▼

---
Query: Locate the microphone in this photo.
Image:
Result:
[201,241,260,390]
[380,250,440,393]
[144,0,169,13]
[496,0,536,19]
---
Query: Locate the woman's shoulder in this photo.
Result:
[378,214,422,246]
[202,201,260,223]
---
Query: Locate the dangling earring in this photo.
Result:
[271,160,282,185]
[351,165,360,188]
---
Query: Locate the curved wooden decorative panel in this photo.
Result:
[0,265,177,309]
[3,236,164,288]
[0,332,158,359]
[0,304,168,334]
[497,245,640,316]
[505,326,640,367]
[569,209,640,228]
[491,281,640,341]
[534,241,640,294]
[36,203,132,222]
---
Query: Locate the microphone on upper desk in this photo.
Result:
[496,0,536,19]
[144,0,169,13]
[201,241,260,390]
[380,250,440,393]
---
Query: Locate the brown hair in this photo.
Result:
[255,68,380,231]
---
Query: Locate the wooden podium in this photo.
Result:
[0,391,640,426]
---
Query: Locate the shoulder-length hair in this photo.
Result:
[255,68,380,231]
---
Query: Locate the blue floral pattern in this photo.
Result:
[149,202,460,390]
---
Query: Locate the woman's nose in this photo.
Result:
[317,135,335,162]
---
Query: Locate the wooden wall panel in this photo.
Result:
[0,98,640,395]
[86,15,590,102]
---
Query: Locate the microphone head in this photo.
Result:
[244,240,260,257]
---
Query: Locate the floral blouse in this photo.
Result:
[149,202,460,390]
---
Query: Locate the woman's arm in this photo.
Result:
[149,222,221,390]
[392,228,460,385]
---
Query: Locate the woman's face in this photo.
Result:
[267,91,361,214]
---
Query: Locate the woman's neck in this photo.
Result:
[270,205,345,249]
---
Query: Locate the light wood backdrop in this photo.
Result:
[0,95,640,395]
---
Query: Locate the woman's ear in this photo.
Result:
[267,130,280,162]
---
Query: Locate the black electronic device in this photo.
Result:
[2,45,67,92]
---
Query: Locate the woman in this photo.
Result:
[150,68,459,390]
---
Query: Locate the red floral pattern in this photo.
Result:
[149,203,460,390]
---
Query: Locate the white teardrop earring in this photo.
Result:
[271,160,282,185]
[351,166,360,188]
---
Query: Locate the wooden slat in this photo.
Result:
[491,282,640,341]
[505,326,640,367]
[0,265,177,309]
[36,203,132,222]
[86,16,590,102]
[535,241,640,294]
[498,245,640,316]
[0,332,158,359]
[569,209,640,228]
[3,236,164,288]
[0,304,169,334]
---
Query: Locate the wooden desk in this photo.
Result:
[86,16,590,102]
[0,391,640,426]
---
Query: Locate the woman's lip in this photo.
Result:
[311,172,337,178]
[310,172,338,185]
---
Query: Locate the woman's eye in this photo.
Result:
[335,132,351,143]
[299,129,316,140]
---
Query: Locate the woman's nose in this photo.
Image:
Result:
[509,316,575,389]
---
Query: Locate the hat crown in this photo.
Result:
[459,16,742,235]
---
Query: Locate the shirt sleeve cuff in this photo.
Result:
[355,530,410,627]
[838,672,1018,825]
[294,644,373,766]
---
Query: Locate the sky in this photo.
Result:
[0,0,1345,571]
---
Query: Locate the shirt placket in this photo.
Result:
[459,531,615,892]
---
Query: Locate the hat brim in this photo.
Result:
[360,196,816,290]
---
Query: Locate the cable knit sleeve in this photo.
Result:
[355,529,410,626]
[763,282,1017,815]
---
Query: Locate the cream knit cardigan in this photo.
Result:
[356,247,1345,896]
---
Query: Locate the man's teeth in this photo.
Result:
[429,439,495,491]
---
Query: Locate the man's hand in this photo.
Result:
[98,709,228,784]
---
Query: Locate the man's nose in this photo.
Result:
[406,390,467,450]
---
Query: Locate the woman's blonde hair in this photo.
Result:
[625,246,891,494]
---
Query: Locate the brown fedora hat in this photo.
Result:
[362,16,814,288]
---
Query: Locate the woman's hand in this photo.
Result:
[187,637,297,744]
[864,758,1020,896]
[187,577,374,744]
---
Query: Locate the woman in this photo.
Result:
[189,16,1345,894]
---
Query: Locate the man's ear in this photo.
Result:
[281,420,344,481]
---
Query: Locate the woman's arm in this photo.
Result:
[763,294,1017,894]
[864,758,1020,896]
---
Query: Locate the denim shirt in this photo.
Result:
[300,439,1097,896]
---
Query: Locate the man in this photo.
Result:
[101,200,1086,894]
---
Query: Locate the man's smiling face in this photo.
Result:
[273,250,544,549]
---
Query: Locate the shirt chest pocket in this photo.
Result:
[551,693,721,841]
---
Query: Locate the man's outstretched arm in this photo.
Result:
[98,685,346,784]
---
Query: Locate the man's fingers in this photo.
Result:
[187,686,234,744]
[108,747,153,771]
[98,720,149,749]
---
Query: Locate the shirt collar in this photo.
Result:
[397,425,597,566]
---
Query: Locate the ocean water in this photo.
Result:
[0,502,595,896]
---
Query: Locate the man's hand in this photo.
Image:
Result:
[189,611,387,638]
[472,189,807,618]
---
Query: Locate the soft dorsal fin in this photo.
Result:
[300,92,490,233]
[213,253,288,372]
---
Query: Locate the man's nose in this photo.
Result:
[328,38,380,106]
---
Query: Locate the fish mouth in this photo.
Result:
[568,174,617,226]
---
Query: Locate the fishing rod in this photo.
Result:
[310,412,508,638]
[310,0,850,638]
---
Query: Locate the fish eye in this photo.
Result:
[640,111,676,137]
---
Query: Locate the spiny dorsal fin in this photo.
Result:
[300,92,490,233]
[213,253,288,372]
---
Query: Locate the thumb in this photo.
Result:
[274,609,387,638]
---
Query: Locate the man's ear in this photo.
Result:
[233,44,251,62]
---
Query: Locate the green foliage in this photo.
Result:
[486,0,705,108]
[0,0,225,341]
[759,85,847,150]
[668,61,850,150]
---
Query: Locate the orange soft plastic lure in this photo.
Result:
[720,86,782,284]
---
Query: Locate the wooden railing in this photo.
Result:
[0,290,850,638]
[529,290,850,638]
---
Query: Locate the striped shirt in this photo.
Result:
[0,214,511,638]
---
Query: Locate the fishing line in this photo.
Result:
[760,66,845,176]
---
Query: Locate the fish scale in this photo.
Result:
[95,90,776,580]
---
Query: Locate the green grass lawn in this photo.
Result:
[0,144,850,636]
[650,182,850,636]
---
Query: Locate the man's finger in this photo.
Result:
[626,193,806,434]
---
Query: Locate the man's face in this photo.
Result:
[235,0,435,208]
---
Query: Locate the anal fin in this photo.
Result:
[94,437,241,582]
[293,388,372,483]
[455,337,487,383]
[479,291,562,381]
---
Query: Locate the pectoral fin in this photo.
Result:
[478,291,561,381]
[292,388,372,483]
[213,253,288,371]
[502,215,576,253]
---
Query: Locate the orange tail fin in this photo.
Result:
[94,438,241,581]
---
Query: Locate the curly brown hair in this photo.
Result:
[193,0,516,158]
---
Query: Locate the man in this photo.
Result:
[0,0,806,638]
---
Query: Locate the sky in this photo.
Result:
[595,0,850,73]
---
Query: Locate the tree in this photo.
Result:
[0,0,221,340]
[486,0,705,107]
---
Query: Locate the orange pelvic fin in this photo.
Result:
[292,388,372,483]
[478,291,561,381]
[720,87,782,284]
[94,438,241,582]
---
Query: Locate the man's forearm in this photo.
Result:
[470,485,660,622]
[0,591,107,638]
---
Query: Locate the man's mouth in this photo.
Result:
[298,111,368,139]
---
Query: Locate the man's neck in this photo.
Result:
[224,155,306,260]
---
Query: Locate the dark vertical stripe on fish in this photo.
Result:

▲

DIRECTIONS
Reproduce every line above word for word, with no changes.

SOLUTION FOR THIS PROBLEM
---
Query: Locate the microphone in this photo.
Image:
Result:
[201,241,260,390]
[380,250,440,393]
[144,0,169,13]
[496,0,536,19]
---
Query: Locate the woman's shoulder in this photo.
Result:
[378,214,422,246]
[202,201,260,223]
---
Query: Locate the dangling earring in this photo.
Result:
[271,160,282,185]
[351,165,360,188]
---
Query: Locate the curved wooden decorative panel in this photo.
Result:
[0,265,177,309]
[3,236,164,288]
[0,332,158,359]
[0,304,168,334]
[497,245,640,316]
[505,326,640,367]
[569,209,640,228]
[491,281,640,341]
[534,241,640,294]
[36,203,132,222]
---
Query: Locate the microphone on upper desk in this photo.
Result:
[496,0,536,19]
[144,0,169,13]
[201,241,260,390]
[380,250,440,393]
---
Query: Locate the brown hair in this photo.
Result:
[255,68,380,231]
---
Query: Locate the wooden podium in this photo.
Result:
[0,391,640,426]
---
Query: Locate the shoulder-length hair in this photo.
Result:
[255,68,380,231]
---
Query: Locate the blue floral pattern in this photo.
Result:
[149,202,460,390]
---
Query: Locate the woman's nose in this photo.
Result:
[317,135,335,162]
---
Query: Locate the wooden wall panel in this photo.
Result:
[0,98,640,395]
[86,15,590,102]
---
Query: Locate the microphone head in this photo.
Result:
[244,240,260,257]
---
Query: Locate the floral blouse in this photo.
Result:
[149,202,460,390]
---
Query: Locate the woman's arm in this photo.
Result:
[149,222,221,390]
[392,228,460,385]
---
Query: Locate the woman's face in this photo.
Result:
[267,91,361,214]
---
Query: Locate the woman's neck in this photo.
Result:
[270,205,345,249]
---
Query: Locate the light wood backdrop in this photo.
Result:
[0,95,640,395]
---
Query: Locate the woman's ear in this photo.
Result:
[267,130,280,162]
---
Query: Locate the black electronic device in this photo.
Result:
[2,45,67,92]
---
Query: Locate the woman in this photo.
Result:
[150,68,459,390]
---
Query: Locate the red floral pattern in this photo.
Result:
[149,203,460,390]
---
Query: Locate the white teardrop earring in this photo.
Result:
[271,160,282,185]
[351,166,360,188]
---
Query: Locate the wooden slat in this photo.
Result:
[491,282,640,341]
[505,326,640,367]
[0,265,177,309]
[36,203,132,222]
[86,16,590,102]
[535,241,640,294]
[498,245,640,316]
[0,332,158,359]
[569,209,640,228]
[3,236,164,288]
[0,304,169,334]
---
Query: Locate the wooden desk in this photo.
Result:
[86,16,590,102]
[0,391,640,426]
---
Query: Locate the woman's lip in this photo.
Result:
[311,172,337,178]
[310,172,338,185]
---
Query: Locate the woman's eye in this photo.
Result:
[335,132,351,143]
[299,129,316,140]
---
Query: Locate the woman's nose in this photo.
Image:
Result:
[509,316,575,389]
---
Query: Locate the hat crown in this photo.
Result:
[459,16,742,235]
---
Query: Locate the shirt sleeve cuff in this photo.
Result:
[355,530,410,627]
[838,672,1018,825]
[294,644,373,766]
---
Query: Locate the sky in this photo.
Result:
[0,0,1345,571]
---
Query: Locate the shirt placket in this photo.
Result:
[459,531,615,892]
---
Query: Locate the hat brim in this photo.
Result:
[360,196,816,290]
---
Query: Locate the cable knit sleeve in this photo.
Result:
[355,529,410,626]
[763,282,1017,815]
---
Query: Locate the cream knit cardigan in this photo.
Result:
[356,247,1345,896]
---
Query: Locate the man's teeth in this photo.
Result:
[429,439,495,491]
---
Query: Locate the man's hand in this photo.
Result:
[98,709,228,784]
---
Query: Locate the man's nose in this photo.
Result:
[406,390,467,450]
---
Query: Locate the woman's blonde hair in this photo.
Result:
[625,246,891,494]
---
Query: Locate the brown fedora hat in this photo.
Result:
[362,16,814,288]
---
Query: Locate the woman's hand in this photo.
Result:
[187,637,297,744]
[864,758,1020,896]
[187,577,374,744]
---
Query: Locate the woman in this photo.
Result:
[189,16,1345,894]
---
Query: Locate the man's ear in this photo.
Result:
[281,420,344,481]
---
Query: Locate the woman's arm in this photo.
Result:
[763,294,1017,894]
[864,758,1020,896]
---
Query: Locate the denim shirt in this photo.
Result:
[300,439,1097,896]
---
Query: Locate the man in this photo.
Result:
[101,200,1086,894]
---
Query: Locate the man's smiling face in this photo.
Result:
[273,250,544,549]
---
Query: Locate the shirt chest pocket in this photo.
Result:
[551,693,721,841]
---
Query: Locate the man's outstretched arm in this photo.
Result:
[98,685,346,784]
---
Query: Locate the man's fingers in this photo.
Result:
[187,686,234,744]
[108,747,153,771]
[98,720,149,749]
---
Query: Locate the shirt collar in this photo.
Result:
[397,425,597,566]
---
Query: Locate the ocean water in this photo.
Result:
[0,502,595,896]
---
Query: Locate the man's hand in this photo.
Image:
Result:
[189,611,387,638]
[472,189,807,618]
---
Query: Locate the soft dorsal fin in this photo.
Result:
[300,92,490,233]
[213,253,288,372]
---
Query: Locate the man's nose in this photo.
Result:
[328,38,380,106]
---
Query: Locate the fish mouth in this photo.
Result:
[568,174,617,226]
---
Query: Locate the fishing rod in this photo.
Result:
[310,412,508,638]
[310,0,850,638]
---
Query: Locate the fish eye in this photo.
Result:
[640,111,676,137]
---
Query: Locate the spiny dorsal fin in this photo.
Result:
[300,92,490,233]
[213,253,288,372]
---
Query: Locate the thumb in this photo.
Result:
[274,609,387,638]
---
Query: Locate the man's ear in this photo.
Result:
[233,44,251,62]
---
Query: Locate the green foliage in this photo.
Result:
[486,0,705,108]
[0,0,225,341]
[759,85,847,150]
[668,61,850,150]
---
Query: Locate the orange soft plastic lure in this photo.
Result:
[720,86,782,284]
---
Query: Locate the wooden railing in this photo.
Result:
[0,290,850,638]
[529,290,850,638]
---
Query: Locate the striped shirt in this photo.
Result:
[0,214,511,638]
---
Query: Locate the fishing line in this photo.
Result:
[760,66,845,176]
---
Query: Locate the fish scale in this photo.
Result:
[95,90,776,580]
---
Query: Locate the green grass lawn in this photo.
Result:
[0,144,850,636]
[650,182,850,636]
---
Query: Locate the man's finger in this photo.
Result:
[626,193,806,434]
---
Query: Locate the man's face in this photo.
Result:
[235,0,435,208]
---
Query: Locate the anal fin in this photo.
Result:
[94,437,241,582]
[293,388,372,483]
[455,337,487,383]
[479,291,562,381]
---
Query: Locate the pectoral fin in this photo.
Result:
[478,291,561,381]
[292,388,372,483]
[213,253,288,371]
[502,215,576,253]
---
Query: Locate the orange tail fin in this photo.
Result:
[94,438,241,581]
---
Query: Locate the curly brown hair in this photo.
Result:
[193,0,516,158]
---
Query: Locate the man in this photo.
Result:
[0,0,806,638]
---
Query: Locate the sky in this photo.
Result:
[595,0,850,73]
---
Query: Locate the tree in this photo.
Result:
[0,0,221,340]
[486,0,705,107]
---
Query: Locate the orange pelvic fin in this photo.
Result:
[292,388,372,483]
[478,291,561,381]
[720,87,782,284]
[94,438,241,582]
---
Query: Locate the man's forearm in this photo.
Result:
[470,485,660,622]
[0,591,107,638]
---
Query: Locate the man's mouth in this photo.
Result:
[298,111,368,139]
---
Query: Locate the man's neck in this photo.
Result:
[224,155,306,260]
---
Query: Locate the dark vertical stripe on fish in this photo.
Result:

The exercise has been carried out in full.